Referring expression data
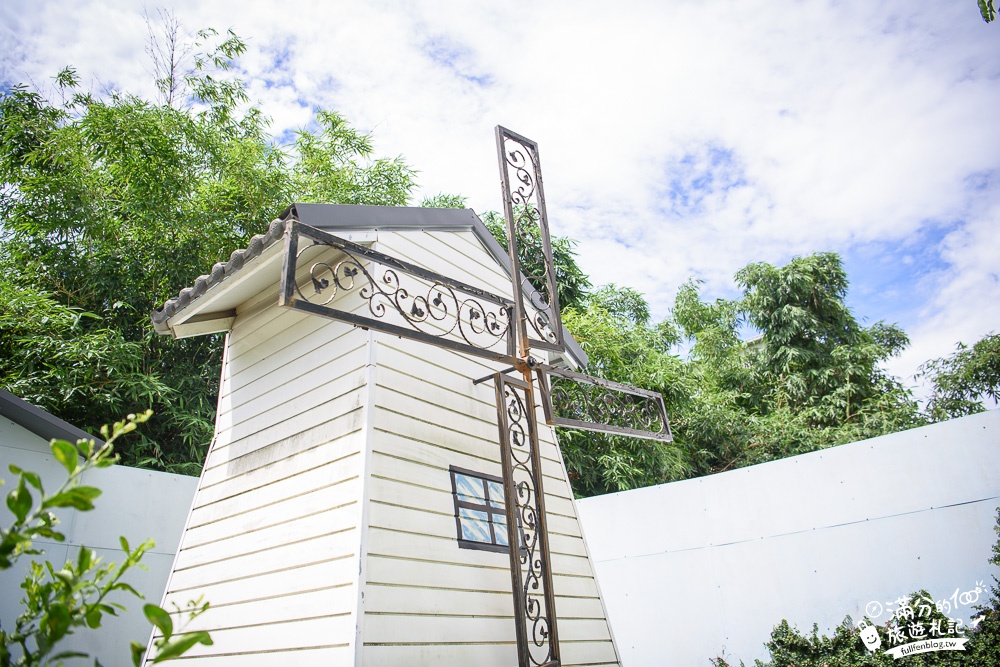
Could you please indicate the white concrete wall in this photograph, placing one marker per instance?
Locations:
(137, 504)
(696, 568)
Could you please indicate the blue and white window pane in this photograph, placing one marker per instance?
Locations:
(500, 529)
(470, 489)
(496, 494)
(475, 525)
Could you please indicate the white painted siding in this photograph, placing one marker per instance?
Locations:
(427, 600)
(273, 538)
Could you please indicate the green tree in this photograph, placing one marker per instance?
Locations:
(77, 596)
(988, 10)
(812, 378)
(572, 283)
(960, 382)
(109, 205)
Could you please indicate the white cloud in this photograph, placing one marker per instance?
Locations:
(843, 125)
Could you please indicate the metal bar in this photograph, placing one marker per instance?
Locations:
(433, 309)
(526, 216)
(640, 413)
(527, 535)
(369, 323)
(325, 238)
(287, 292)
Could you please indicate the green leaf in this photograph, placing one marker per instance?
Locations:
(160, 618)
(987, 10)
(79, 497)
(66, 454)
(182, 645)
(56, 622)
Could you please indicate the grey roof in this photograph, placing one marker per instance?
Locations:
(339, 219)
(38, 421)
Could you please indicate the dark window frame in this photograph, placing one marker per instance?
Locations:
(487, 508)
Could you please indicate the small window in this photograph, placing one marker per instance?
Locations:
(479, 510)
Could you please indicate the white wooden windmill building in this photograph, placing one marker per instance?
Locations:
(353, 508)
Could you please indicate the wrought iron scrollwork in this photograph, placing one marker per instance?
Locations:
(531, 577)
(595, 404)
(401, 298)
(528, 240)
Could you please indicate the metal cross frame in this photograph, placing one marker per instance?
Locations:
(384, 293)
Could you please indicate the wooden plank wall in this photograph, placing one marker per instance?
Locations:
(274, 534)
(324, 512)
(426, 601)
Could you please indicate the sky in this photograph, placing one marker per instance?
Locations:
(678, 139)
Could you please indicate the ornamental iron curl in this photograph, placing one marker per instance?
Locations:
(401, 298)
(531, 577)
(536, 297)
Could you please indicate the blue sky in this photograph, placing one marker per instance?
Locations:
(678, 138)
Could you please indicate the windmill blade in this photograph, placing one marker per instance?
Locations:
(536, 297)
(591, 403)
(332, 277)
(530, 569)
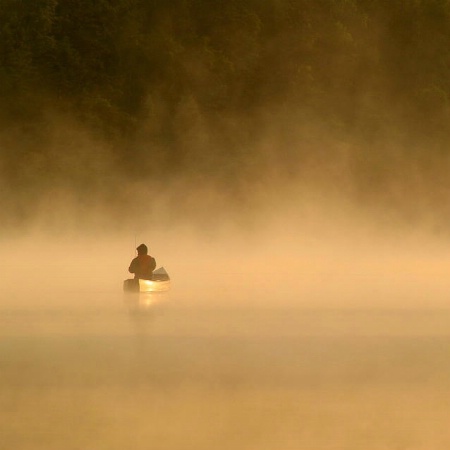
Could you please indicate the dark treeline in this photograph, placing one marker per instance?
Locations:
(186, 86)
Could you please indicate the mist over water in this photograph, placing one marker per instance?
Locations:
(317, 329)
(286, 162)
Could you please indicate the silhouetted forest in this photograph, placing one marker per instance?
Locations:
(225, 89)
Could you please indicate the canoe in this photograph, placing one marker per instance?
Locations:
(159, 283)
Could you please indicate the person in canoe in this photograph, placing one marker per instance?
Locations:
(143, 265)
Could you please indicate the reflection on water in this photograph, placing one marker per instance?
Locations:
(173, 378)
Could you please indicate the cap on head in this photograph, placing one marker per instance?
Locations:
(142, 249)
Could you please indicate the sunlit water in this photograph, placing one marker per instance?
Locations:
(107, 377)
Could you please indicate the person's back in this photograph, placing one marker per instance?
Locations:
(143, 265)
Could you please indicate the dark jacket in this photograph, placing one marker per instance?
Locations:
(143, 266)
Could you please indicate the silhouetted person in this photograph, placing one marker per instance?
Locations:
(143, 265)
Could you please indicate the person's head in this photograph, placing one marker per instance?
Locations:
(142, 249)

→ WORK INSTRUCTION
All lines in the records above that contain "blue" are to be reported.

→ ANSWER TO THIS PROBLEM
Could you please indicate the blue and white window pane in this photograph, placing one marker per instance?
Could you please indicate the blue sky in this photograph, placing one marker per instance?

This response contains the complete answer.